— Start of Supplied information —

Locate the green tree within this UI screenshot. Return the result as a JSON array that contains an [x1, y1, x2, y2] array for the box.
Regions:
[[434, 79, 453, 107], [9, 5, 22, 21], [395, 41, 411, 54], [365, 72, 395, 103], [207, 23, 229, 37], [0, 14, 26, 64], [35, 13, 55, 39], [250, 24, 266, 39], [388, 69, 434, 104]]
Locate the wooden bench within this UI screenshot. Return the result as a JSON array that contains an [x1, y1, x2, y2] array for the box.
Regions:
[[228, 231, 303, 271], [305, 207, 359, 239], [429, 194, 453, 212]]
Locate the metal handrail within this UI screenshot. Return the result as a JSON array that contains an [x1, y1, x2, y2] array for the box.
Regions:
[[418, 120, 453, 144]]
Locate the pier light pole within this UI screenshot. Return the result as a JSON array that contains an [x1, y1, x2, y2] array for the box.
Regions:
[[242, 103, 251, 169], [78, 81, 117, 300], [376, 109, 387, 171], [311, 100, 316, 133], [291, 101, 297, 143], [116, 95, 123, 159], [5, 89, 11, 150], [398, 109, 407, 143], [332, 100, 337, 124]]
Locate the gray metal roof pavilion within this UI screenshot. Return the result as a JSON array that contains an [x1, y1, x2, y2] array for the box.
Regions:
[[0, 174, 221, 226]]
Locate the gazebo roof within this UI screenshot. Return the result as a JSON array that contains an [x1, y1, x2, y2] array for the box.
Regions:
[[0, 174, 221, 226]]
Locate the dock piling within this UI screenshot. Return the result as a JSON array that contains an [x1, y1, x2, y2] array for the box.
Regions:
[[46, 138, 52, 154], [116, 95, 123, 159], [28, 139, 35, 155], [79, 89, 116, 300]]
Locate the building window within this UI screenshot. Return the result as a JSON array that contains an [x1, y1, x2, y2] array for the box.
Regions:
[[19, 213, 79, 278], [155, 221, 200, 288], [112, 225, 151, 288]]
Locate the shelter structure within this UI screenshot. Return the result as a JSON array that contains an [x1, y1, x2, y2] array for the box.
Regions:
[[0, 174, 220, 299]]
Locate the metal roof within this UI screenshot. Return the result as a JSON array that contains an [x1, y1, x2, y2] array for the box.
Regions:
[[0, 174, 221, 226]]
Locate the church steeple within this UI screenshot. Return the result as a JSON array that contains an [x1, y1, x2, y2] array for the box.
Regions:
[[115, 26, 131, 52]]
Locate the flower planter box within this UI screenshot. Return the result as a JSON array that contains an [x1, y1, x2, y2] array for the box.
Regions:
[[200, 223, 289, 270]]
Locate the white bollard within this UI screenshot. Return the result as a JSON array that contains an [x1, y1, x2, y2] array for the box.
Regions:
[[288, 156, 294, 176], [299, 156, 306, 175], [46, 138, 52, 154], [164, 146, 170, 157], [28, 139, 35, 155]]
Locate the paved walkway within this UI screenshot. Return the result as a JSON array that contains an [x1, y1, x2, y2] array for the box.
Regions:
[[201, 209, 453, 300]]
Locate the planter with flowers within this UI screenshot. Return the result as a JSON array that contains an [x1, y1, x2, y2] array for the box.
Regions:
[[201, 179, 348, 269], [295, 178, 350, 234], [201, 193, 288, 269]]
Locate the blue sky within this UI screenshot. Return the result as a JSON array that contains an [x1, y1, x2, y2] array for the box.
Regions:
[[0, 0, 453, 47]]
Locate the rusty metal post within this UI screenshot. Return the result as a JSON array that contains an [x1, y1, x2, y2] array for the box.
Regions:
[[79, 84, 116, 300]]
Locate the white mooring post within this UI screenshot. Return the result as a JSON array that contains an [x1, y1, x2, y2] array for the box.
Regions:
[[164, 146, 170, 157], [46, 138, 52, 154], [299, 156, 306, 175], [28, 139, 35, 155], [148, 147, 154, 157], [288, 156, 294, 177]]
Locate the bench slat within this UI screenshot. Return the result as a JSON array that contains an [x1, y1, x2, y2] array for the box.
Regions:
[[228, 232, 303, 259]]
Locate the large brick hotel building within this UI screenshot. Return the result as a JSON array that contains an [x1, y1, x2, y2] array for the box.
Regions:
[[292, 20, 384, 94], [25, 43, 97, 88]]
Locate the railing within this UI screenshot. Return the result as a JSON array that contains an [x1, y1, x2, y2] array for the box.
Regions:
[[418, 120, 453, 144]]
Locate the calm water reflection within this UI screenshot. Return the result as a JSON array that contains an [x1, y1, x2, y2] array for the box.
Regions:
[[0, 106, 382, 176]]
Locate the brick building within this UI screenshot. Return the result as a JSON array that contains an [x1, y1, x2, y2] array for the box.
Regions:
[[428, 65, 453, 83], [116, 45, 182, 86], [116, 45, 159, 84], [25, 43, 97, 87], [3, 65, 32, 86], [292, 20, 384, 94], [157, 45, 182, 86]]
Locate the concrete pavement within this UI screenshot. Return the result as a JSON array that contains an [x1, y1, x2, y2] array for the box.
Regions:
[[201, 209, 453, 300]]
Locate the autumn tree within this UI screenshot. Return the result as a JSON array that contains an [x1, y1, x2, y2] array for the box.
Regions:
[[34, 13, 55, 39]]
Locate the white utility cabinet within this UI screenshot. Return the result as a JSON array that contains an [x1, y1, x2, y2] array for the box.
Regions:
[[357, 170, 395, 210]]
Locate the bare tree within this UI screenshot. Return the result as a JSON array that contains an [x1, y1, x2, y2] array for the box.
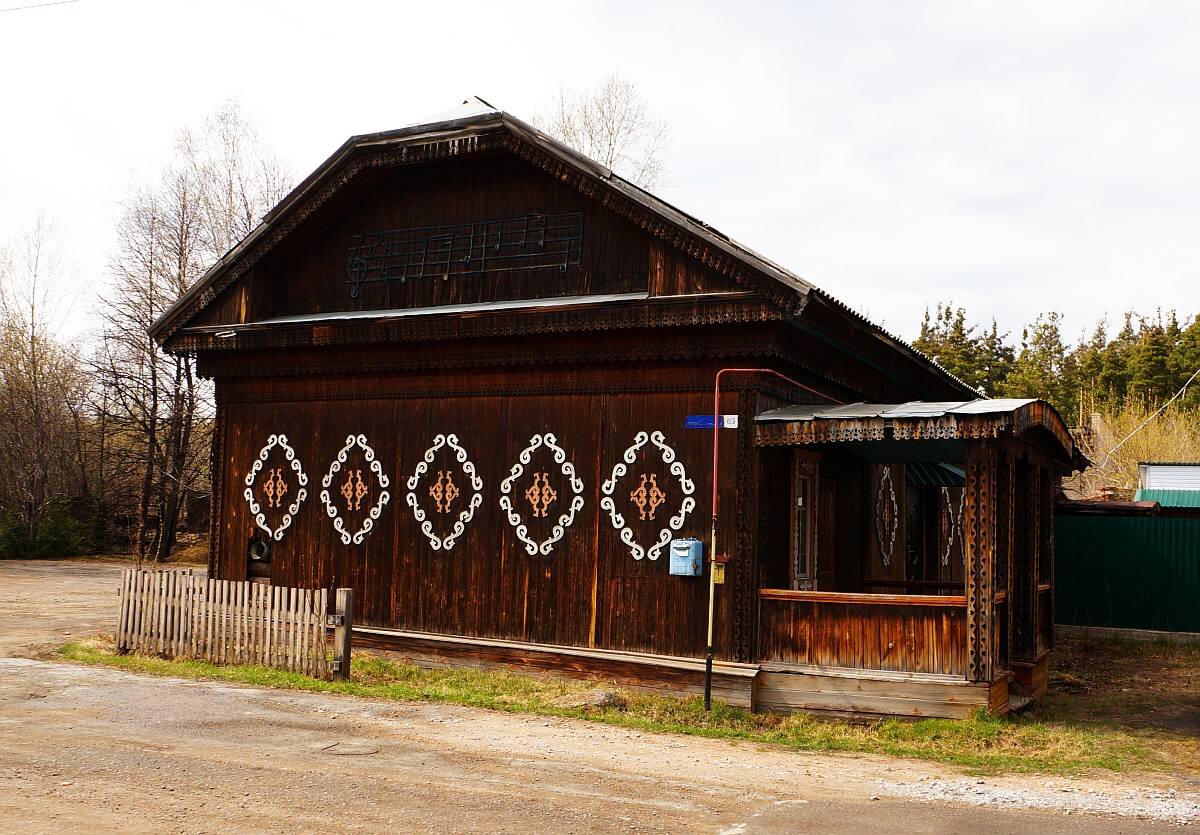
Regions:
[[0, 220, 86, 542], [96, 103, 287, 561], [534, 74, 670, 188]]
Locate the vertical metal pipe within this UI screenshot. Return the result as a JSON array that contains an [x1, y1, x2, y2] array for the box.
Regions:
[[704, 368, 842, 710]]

— End of Supplied information —
— Start of Supplied information —

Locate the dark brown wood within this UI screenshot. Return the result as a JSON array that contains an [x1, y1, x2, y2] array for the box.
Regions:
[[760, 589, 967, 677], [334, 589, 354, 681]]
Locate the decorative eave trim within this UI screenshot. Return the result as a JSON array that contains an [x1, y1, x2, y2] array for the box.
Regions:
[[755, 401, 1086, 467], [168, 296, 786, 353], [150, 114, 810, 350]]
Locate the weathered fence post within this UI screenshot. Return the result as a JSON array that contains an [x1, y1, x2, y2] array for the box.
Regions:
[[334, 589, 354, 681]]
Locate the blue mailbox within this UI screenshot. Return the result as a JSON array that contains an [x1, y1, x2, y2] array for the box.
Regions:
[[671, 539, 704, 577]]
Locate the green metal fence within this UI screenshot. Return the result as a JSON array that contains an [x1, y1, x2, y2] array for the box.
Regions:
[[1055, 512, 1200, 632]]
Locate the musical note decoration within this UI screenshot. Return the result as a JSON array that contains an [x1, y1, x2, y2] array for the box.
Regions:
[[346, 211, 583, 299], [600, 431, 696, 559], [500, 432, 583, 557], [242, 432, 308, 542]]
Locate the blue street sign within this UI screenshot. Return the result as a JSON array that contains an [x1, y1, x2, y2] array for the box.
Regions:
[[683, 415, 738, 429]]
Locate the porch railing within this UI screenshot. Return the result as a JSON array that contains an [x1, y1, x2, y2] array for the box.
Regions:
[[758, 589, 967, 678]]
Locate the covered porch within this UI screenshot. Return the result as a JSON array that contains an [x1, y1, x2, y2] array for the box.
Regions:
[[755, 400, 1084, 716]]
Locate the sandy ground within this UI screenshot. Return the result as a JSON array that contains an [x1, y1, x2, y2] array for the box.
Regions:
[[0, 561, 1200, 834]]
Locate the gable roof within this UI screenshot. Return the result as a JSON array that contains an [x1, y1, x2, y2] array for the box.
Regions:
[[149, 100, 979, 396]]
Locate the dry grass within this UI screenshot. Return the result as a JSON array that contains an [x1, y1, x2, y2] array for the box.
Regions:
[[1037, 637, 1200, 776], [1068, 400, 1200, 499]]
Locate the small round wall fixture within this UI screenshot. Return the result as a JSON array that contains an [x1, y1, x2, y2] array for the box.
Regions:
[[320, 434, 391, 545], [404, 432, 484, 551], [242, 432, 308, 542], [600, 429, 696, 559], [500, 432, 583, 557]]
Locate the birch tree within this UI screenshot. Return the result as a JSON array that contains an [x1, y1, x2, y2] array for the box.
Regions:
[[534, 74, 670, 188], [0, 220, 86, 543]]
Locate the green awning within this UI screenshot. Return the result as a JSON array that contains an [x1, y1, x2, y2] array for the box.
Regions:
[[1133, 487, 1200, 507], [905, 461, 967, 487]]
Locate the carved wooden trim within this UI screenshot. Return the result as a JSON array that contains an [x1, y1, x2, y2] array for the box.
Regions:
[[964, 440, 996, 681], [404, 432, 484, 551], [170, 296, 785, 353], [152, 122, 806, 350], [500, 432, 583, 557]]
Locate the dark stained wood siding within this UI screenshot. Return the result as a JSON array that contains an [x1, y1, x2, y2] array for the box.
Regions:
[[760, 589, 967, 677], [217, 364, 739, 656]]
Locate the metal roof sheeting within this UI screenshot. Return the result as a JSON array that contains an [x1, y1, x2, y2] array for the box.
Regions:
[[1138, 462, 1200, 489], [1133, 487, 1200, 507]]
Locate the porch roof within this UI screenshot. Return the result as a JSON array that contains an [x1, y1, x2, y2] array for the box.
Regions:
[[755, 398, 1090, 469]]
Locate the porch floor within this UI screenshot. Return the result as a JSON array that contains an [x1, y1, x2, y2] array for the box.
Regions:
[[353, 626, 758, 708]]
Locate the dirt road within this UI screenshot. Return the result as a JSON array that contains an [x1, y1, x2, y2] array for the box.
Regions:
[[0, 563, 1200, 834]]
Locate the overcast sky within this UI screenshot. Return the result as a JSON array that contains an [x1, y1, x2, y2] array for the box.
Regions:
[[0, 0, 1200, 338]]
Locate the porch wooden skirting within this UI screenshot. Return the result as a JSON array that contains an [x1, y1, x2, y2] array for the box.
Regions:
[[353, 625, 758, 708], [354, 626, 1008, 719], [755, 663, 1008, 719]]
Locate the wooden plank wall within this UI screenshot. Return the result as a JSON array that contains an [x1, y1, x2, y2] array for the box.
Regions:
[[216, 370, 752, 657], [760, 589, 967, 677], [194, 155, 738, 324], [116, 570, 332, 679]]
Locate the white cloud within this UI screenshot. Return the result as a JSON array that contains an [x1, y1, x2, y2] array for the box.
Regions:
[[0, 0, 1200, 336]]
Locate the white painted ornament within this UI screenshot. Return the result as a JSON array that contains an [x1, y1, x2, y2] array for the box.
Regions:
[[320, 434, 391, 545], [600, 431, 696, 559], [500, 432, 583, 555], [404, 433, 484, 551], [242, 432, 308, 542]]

— End of Supplied information —
— Start of Supplied information —

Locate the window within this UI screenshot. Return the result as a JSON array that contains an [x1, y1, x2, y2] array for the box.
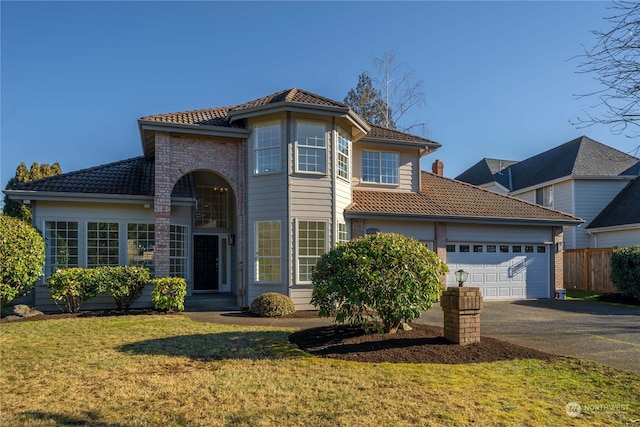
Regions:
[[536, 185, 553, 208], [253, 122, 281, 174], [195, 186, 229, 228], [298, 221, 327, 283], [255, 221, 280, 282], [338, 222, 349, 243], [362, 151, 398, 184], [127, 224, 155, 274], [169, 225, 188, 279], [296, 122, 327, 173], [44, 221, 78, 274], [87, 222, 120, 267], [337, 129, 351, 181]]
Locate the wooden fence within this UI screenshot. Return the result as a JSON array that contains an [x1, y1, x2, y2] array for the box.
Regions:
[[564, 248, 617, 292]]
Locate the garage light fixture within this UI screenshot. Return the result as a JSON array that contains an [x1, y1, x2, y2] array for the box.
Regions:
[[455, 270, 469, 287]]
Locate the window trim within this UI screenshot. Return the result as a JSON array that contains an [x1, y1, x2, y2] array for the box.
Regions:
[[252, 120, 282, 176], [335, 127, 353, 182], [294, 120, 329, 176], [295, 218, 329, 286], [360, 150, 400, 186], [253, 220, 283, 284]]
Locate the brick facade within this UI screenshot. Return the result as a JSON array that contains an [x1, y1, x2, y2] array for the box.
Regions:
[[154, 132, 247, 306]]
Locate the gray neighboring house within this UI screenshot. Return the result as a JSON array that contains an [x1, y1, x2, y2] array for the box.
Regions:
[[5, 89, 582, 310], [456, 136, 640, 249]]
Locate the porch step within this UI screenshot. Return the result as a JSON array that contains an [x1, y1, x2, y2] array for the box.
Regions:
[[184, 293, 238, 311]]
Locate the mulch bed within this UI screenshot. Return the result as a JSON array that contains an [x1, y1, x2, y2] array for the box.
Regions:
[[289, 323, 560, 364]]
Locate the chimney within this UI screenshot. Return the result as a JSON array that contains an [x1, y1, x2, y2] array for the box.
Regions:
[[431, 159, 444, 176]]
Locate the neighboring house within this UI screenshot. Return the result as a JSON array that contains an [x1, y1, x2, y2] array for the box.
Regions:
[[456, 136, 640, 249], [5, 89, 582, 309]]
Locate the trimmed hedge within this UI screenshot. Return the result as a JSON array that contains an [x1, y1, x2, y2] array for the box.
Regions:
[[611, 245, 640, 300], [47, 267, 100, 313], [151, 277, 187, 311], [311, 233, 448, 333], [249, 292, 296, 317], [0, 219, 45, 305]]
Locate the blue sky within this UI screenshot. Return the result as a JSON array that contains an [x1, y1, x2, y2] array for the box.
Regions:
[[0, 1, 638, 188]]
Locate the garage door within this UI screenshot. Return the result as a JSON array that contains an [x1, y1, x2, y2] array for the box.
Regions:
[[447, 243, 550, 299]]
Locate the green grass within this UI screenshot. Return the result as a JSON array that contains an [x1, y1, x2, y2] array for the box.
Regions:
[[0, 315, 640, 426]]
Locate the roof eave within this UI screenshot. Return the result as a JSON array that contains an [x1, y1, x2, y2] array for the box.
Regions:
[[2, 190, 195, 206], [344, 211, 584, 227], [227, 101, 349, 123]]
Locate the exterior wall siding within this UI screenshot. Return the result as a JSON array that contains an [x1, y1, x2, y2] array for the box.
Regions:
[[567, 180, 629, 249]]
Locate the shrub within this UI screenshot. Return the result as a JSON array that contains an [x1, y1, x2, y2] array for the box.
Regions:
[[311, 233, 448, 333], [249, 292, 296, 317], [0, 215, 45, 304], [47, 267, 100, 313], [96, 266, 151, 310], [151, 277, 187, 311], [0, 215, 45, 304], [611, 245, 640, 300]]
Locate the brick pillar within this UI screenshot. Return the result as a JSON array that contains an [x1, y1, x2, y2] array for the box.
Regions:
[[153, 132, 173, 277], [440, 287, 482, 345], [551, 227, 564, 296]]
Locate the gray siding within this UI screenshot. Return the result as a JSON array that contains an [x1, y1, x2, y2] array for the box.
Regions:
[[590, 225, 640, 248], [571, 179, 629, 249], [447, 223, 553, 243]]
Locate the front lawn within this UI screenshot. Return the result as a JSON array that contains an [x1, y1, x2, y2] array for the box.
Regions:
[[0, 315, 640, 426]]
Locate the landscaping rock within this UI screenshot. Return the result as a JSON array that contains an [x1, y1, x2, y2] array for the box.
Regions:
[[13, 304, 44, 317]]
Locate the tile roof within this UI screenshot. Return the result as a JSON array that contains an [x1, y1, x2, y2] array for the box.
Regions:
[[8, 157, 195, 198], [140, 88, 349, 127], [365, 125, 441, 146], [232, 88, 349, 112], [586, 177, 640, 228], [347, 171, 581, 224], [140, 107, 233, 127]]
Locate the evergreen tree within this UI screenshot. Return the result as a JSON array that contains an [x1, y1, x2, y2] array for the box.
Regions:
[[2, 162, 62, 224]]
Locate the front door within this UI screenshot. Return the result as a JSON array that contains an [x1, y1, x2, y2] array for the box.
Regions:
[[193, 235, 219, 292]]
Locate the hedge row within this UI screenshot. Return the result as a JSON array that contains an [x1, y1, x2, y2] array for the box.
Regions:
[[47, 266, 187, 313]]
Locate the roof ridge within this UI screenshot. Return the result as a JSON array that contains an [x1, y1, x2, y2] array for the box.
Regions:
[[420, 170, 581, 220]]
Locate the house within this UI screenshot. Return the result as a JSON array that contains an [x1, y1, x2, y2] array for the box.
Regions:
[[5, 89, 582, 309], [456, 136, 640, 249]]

— End of Supplied information —

Description of the task - Return the lines of the data above exactly as they appear, beginning at the line that contains "Locate the blue mailbox" and stopping after the line that contains "557], [242, 432, 308, 542]]".

Response to this task -
Locate the blue mailbox within this UI screenshot. Return the result as a JSON array that contains an [x1, y1, x2, y2] array for the box.
Regions:
[[671, 539, 704, 577]]
Locate the green metal fence within this UI screenshot. Return the result as a JSON array that contains an [x1, y1, x2, y2] array for the box.
Regions:
[[1055, 512, 1200, 632]]
Locate the musical note decoration within this UI screenshot. Return the result as a JSON array that contains an [x1, y1, x2, y2] array for the box.
Regions:
[[346, 211, 583, 299], [600, 431, 696, 559], [500, 432, 583, 557], [242, 432, 308, 542]]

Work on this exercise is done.